◆ **What the exercise asks**
Exactly as they appear below, repeat the lines from the one with "Where can you see the slate" through the one with "Where can you see the multi-story", and no others.

(Dataset items)
========================
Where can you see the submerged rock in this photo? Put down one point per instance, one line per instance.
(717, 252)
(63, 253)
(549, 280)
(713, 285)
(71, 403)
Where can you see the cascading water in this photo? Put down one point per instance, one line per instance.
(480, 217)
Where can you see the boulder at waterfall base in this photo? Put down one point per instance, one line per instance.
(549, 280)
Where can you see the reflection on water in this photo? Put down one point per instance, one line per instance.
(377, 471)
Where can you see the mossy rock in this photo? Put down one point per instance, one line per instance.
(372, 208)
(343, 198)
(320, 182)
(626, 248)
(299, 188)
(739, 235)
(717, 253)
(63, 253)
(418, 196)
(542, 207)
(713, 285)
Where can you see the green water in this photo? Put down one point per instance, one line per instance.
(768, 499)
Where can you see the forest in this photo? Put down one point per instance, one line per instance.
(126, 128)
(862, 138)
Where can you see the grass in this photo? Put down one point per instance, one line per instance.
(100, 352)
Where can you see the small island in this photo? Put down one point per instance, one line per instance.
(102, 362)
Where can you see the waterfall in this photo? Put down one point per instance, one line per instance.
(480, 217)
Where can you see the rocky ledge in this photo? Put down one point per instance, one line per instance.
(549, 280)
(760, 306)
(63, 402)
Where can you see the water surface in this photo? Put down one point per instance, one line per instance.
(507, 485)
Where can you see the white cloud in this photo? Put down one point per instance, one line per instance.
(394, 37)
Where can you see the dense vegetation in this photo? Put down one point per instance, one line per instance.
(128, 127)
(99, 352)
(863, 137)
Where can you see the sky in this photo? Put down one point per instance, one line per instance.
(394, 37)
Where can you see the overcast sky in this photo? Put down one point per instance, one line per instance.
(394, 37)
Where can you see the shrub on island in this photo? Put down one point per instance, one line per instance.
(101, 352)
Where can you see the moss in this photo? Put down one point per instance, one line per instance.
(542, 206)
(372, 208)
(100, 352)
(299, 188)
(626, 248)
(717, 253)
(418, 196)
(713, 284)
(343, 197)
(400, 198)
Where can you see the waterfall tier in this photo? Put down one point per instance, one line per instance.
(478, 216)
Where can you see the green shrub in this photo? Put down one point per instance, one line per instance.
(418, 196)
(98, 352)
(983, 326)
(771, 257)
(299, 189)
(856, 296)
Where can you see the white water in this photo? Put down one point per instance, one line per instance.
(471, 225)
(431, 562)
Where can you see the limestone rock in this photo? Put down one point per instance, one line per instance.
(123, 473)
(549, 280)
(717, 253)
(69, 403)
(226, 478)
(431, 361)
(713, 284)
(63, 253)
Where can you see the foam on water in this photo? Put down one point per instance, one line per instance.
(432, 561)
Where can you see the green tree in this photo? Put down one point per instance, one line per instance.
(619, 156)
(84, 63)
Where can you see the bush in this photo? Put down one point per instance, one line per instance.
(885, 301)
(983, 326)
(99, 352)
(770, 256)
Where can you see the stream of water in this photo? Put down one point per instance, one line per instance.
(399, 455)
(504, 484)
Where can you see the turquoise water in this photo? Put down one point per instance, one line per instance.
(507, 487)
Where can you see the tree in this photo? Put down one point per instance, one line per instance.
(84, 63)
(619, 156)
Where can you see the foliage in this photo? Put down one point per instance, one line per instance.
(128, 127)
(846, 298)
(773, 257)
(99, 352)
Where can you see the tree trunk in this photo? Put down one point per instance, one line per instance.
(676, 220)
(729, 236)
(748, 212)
========================
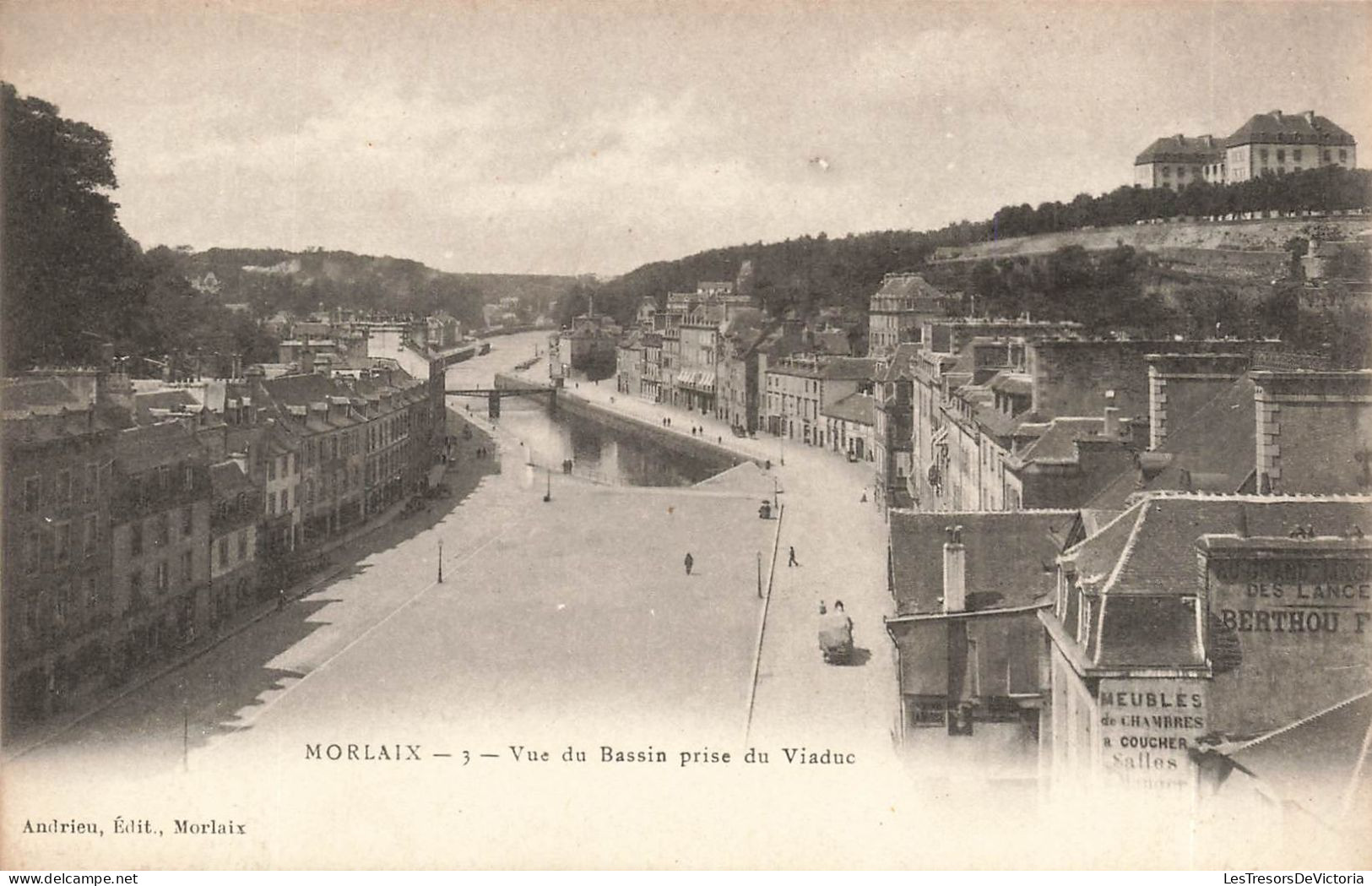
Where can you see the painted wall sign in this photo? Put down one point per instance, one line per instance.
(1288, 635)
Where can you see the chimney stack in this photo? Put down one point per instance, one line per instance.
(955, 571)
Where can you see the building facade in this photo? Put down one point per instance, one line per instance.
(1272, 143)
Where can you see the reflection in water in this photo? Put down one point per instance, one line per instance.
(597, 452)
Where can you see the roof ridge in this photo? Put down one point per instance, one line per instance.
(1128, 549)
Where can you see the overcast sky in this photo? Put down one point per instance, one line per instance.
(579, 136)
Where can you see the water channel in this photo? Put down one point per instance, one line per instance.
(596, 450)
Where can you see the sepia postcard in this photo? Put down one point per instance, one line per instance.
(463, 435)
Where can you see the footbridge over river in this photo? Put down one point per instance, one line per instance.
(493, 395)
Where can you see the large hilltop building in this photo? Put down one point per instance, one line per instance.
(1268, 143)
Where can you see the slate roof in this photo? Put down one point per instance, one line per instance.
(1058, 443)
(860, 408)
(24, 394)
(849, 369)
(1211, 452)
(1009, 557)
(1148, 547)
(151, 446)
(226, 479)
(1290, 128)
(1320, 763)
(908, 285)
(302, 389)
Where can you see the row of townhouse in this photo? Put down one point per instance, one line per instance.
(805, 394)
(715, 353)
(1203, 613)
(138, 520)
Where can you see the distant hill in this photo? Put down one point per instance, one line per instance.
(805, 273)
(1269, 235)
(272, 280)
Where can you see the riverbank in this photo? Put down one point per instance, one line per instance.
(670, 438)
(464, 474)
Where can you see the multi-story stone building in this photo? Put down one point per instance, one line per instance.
========================
◆ **Result of this exercise**
Where can you see the slate roof in this photo? Put down one point per instance, one line per instance.
(1058, 443)
(860, 408)
(24, 394)
(849, 369)
(1211, 452)
(1009, 557)
(1148, 547)
(151, 446)
(226, 479)
(1290, 128)
(1320, 763)
(908, 285)
(302, 389)
Where can you see the row of townhouse in this photo? Put down one point per instance, one line per instance.
(805, 394)
(715, 353)
(1203, 613)
(138, 520)
Where can you see the distant hill in this photo? Put down one point per instance, one line per instance.
(805, 273)
(1269, 235)
(272, 280)
Where can you see the riverbank in this photo? Put down one point per instance, one line per instance.
(670, 438)
(464, 474)
Where can you see the multi-story stone building in this photo? Put down one point per instance, one line per instance.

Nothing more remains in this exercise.